Any time you think that medicine is an exact science, consider me.
I was feeling a bit punk, so I went to see my PCP for a checkup. He was a bit worried about my kidneys and told me to get an x-ray. Since the only x-ray equipment in Alvin is my old x-ray specs, I had to drive to another town, and I waited until the next day. As I was driving, I got a call from my PCP, who said, "Your blood work is very bad. I'm afraid you're having renal failure. You need to forget the x-ray and get to an ER."
So I went home, packed a bag and got to an ER, where I was poked, tested, and given a room.
The next day, the attending physician came in and told me that I didn't have renal failure but that I most l likely had lymphoma. Because of Judy's illness and death, I blurted out, "What are the odds?"
The doctor misunderstood and said, "About 90% certainty."
The next day, the doctor said, "It doesn't appear to be lymphoma, after all. You might have colon cancer."
The next day, the doctor said, "It's not colon cancer, after all. All we can say now is that it's an adenocarcinoma of unknown origin."
Much more gloom.

:::

Write out the diagnosis account word for word from "Any time you" to "given a room.". The lines that come next are from a different source than the account above.

== Extracted material ==
:::

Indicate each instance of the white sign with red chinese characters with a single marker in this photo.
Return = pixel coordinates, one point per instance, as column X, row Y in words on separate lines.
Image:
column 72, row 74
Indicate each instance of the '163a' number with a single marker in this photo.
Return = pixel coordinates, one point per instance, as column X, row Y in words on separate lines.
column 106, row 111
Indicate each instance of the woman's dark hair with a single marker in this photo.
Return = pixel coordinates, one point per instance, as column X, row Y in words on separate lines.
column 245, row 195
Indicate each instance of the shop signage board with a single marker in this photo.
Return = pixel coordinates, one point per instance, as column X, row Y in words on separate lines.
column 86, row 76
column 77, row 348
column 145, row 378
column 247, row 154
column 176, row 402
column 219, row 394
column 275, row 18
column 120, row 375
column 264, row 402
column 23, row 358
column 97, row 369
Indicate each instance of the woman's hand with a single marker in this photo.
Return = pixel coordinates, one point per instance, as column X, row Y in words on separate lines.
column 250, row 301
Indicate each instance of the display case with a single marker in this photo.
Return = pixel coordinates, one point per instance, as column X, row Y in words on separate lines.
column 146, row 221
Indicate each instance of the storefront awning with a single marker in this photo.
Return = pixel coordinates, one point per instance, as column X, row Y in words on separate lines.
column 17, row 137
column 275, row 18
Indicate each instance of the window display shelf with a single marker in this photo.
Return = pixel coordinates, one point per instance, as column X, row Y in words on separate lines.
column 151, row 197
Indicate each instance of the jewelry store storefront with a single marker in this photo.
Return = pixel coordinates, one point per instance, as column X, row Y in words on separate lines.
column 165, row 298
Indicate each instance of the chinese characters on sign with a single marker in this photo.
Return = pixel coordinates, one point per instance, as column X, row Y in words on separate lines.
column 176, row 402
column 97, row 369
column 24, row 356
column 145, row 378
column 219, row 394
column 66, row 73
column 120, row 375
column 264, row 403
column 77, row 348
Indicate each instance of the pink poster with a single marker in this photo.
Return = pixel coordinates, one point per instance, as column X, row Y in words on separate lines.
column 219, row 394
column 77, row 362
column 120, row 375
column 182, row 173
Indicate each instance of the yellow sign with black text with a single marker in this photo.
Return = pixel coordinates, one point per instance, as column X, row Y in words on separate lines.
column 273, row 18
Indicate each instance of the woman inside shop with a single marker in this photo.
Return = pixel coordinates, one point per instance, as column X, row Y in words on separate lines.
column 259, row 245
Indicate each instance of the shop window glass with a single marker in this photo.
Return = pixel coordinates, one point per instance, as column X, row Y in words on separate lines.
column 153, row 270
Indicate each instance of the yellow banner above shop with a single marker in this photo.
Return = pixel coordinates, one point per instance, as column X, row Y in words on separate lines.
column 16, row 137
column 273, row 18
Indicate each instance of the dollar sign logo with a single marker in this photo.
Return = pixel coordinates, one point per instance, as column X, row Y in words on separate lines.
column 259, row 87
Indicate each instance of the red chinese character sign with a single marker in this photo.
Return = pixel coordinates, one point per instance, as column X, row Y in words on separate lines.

:::

== Finished exercise ==
Any time you think that medicine is an exact science, consider me.
I was feeling a bit punk, so I went to see my PCP for a checkup. He was a bit worried about my kidneys and told me to get an x-ray. Since the only x-ray equipment in Alvin is my old x-ray specs, I had to drive to another town, and I waited until the next day. As I was driving, I got a call from my PCP, who said, "Your blood work is very bad. I'm afraid you're having renal failure. You need to forget the x-ray and get to an ER."
So I went home, packed a bag and got to an ER, where I was poked, tested, and given a room.